**ROWS:**
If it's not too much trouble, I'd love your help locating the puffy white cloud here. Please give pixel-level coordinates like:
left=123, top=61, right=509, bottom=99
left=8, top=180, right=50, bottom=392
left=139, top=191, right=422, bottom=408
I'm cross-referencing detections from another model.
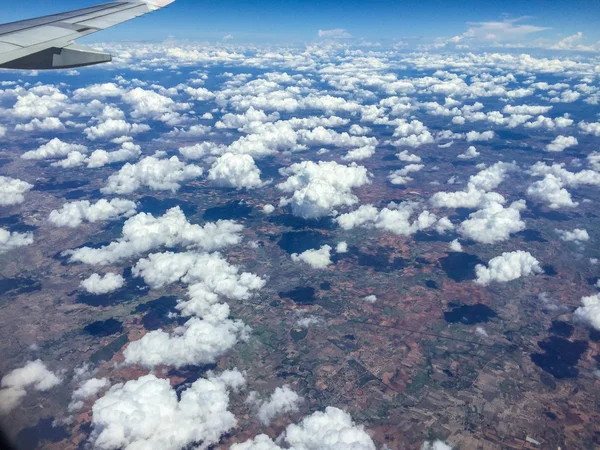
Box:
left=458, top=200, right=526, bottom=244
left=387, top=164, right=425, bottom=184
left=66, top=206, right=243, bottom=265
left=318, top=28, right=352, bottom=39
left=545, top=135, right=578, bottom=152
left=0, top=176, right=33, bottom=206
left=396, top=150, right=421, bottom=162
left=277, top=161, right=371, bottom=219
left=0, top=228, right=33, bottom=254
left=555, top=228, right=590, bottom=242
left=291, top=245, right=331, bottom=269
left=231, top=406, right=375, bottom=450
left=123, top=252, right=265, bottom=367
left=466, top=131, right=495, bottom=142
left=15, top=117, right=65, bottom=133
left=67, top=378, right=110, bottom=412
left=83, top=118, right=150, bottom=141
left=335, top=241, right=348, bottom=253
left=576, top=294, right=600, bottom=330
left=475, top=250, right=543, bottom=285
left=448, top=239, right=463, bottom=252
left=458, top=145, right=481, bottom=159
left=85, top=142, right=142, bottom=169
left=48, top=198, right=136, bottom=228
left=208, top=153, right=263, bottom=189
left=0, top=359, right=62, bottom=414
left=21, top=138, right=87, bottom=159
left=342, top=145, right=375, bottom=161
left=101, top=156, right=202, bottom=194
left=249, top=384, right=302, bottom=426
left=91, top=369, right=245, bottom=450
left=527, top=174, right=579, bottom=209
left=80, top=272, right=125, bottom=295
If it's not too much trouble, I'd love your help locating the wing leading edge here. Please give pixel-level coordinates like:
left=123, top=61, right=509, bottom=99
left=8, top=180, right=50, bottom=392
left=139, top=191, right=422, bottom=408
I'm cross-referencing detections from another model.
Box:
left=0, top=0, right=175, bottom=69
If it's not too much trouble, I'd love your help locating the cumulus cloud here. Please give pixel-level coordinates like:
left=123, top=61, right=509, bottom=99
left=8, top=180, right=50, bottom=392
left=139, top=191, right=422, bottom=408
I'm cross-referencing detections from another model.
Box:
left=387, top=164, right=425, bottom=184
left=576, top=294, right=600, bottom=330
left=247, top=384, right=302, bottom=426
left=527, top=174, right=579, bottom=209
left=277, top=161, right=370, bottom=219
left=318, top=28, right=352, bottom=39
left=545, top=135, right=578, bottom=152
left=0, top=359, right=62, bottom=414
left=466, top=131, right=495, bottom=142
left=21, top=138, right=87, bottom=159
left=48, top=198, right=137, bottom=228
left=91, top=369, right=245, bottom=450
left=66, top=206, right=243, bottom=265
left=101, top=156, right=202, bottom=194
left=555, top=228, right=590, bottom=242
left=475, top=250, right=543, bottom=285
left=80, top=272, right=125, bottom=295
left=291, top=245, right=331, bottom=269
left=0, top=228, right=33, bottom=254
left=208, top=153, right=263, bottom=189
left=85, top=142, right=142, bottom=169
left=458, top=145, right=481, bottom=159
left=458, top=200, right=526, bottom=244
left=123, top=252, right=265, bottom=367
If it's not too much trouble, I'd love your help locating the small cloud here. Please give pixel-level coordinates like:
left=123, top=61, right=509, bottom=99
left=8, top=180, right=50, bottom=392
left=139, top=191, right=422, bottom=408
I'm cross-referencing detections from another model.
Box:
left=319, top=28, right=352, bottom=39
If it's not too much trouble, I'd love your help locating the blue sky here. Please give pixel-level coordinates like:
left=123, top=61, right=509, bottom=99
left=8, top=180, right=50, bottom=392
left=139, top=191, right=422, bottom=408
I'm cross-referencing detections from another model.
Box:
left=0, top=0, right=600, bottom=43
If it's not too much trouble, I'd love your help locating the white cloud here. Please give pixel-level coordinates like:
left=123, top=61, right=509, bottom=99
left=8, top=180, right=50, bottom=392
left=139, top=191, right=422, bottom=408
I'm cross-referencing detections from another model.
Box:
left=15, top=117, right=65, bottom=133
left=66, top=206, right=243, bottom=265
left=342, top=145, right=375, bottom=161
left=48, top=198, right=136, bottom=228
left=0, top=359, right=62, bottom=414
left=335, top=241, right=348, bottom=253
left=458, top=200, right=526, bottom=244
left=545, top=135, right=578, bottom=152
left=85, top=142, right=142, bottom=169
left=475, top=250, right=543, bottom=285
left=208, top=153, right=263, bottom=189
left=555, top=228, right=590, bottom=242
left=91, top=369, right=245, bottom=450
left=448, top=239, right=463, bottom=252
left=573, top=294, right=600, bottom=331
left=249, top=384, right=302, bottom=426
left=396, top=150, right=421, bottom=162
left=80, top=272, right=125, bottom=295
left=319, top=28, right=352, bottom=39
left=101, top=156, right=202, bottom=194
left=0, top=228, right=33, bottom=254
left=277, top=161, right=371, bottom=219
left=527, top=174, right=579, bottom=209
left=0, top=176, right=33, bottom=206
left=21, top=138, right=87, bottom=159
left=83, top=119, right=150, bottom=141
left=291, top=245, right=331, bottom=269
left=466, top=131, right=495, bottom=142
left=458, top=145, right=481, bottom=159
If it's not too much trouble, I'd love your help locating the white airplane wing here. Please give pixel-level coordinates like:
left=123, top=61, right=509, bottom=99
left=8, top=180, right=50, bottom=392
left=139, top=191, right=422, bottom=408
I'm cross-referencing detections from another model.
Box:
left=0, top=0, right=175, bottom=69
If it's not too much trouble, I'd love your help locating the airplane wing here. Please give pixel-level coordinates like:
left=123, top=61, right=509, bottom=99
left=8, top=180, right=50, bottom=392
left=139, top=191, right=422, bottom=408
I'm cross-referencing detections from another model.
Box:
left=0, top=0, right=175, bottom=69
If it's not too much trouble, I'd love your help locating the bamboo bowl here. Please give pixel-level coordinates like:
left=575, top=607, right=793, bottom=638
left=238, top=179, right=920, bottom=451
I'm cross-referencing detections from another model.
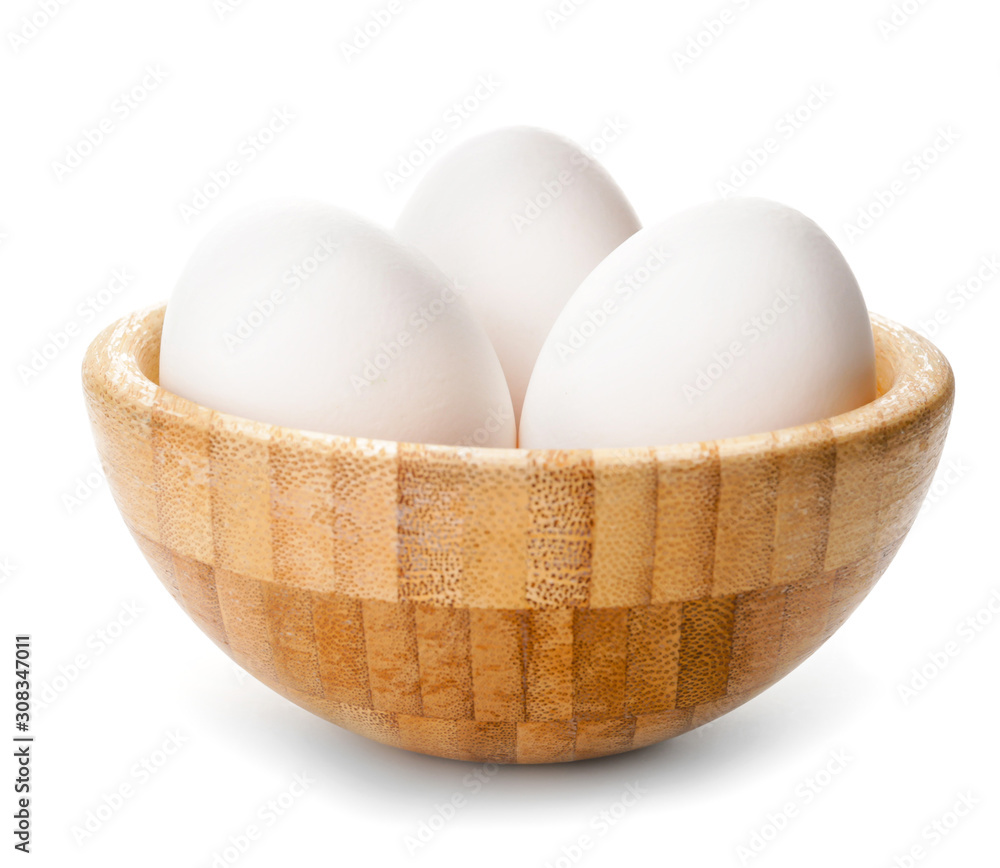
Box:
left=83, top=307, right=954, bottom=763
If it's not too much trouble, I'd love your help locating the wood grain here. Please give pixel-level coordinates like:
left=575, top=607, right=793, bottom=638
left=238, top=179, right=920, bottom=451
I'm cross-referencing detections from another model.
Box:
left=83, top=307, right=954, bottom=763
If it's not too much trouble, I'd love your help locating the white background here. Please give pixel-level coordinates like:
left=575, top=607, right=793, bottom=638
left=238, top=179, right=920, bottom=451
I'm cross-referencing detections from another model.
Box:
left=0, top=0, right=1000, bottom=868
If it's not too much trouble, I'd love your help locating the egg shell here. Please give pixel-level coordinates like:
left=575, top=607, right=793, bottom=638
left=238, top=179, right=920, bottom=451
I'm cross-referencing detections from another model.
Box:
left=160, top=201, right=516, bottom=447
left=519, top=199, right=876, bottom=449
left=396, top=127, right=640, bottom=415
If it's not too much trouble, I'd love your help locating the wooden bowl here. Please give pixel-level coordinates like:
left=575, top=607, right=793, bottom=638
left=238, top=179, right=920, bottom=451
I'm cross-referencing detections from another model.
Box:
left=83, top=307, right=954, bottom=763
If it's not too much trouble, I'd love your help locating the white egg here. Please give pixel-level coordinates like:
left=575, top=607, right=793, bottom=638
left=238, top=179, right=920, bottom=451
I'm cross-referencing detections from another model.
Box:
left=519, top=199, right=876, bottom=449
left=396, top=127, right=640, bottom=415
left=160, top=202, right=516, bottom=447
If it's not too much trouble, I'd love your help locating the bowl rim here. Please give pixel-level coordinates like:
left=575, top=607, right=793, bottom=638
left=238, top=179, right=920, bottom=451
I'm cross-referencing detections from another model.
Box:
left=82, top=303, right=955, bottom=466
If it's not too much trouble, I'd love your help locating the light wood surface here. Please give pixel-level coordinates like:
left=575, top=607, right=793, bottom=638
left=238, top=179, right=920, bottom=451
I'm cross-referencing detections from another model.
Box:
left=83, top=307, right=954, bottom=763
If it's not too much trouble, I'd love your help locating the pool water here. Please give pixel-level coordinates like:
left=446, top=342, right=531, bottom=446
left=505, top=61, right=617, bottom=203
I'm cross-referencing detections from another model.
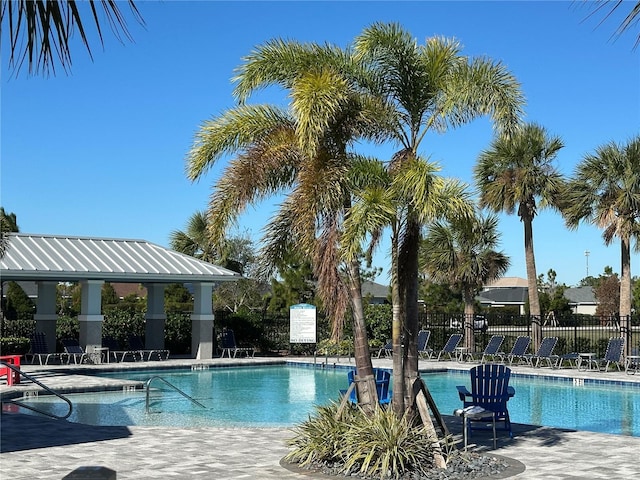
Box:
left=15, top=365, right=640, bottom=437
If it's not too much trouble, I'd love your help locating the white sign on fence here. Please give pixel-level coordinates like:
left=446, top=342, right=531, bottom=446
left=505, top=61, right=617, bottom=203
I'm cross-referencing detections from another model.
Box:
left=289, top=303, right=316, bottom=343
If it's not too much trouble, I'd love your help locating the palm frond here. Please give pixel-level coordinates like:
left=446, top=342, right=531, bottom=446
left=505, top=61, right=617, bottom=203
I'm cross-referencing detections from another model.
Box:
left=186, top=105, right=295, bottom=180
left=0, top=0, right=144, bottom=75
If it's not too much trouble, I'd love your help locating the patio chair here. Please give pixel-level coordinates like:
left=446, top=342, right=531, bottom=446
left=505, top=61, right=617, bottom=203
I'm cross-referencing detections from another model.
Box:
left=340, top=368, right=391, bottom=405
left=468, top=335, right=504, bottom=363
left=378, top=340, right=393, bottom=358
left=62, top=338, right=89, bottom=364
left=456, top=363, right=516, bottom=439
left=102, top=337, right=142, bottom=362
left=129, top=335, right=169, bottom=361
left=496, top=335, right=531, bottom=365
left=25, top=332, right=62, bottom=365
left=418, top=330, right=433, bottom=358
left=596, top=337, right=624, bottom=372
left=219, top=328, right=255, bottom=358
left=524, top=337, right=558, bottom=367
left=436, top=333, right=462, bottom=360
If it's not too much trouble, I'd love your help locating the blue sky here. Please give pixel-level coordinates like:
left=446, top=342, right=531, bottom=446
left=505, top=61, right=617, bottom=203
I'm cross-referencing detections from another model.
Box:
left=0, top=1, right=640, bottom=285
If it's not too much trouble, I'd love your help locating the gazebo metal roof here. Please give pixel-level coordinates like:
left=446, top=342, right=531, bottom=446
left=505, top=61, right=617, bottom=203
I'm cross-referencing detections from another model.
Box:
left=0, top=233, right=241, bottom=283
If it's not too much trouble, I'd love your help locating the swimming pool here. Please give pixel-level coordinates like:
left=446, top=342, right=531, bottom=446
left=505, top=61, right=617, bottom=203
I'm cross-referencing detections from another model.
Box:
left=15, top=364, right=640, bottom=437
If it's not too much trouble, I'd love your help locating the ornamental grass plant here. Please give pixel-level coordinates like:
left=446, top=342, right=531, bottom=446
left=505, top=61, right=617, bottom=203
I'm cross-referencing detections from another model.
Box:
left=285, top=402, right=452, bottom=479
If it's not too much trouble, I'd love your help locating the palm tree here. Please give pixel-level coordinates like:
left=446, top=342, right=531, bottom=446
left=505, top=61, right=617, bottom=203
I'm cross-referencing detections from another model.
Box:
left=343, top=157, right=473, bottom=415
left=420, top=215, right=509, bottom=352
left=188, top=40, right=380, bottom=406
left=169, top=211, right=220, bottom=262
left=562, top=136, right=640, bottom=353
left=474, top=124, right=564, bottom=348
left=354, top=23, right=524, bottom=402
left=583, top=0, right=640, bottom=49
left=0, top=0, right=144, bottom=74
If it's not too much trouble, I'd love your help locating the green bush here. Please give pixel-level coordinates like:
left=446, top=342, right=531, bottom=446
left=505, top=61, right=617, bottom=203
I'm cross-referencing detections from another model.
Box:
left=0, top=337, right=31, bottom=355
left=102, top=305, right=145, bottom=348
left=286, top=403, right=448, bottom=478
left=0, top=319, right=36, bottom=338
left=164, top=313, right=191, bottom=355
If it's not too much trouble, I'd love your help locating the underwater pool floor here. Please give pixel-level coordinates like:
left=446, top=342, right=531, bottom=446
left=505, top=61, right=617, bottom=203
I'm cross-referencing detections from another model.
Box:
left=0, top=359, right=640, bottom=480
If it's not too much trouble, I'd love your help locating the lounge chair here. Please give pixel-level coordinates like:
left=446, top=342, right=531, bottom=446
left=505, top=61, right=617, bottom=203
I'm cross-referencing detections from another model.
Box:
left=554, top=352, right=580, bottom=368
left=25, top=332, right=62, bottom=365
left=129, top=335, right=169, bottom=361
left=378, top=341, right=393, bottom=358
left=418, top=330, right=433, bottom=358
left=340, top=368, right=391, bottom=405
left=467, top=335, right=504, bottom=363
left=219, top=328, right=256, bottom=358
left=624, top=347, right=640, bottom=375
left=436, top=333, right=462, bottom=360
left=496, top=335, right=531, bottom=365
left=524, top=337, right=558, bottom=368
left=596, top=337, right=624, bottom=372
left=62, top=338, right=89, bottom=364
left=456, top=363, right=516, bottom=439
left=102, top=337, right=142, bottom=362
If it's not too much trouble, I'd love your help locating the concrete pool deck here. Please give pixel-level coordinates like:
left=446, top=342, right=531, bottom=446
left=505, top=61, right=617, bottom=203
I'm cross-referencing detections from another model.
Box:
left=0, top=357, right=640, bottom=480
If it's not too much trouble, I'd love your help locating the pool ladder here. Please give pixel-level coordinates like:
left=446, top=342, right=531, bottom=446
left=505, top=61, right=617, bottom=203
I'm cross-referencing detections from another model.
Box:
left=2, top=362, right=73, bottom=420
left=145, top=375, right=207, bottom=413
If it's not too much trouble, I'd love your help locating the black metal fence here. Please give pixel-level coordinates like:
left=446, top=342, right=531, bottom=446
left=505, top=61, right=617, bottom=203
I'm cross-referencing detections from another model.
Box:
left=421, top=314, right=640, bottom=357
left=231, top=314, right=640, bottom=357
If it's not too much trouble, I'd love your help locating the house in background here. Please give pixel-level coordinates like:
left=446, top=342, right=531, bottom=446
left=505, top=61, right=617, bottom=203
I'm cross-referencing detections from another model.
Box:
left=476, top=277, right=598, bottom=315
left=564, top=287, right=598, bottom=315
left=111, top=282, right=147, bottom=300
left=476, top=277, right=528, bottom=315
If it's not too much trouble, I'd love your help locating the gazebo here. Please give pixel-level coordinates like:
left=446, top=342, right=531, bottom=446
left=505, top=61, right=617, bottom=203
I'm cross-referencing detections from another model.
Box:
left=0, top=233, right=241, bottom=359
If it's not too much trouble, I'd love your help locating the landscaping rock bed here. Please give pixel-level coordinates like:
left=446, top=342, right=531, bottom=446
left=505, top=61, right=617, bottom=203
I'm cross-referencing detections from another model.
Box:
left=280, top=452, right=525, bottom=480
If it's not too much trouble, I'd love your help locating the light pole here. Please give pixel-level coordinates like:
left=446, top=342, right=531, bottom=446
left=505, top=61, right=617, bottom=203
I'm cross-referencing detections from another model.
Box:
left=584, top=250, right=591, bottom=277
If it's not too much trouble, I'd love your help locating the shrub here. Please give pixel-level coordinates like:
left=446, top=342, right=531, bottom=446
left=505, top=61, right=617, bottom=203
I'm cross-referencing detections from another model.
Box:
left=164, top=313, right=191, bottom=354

**EXERCISE BRIEF:** Copy word for word the lines of the rows above, starting with the one that contains "the white sign" and ending with the one that contains "left=0, top=0, right=144, bottom=75", both included.

**FINAL ANSWER:**
If it's not too much trouble, I'd love your help locating the white sign on fence here. Please give pixel-level coordinates like:
left=446, top=342, right=531, bottom=446
left=505, top=61, right=617, bottom=203
I'm cross-referencing detections from another model.
Box:
left=289, top=303, right=316, bottom=343
If it's not too much trouble, I'd love your help locating the palm frond here. Please give pixel-level coordinates like:
left=446, top=342, right=531, bottom=446
left=505, top=61, right=617, bottom=203
I'm cross-referencing detections from another model.
Box:
left=186, top=105, right=295, bottom=180
left=0, top=0, right=144, bottom=75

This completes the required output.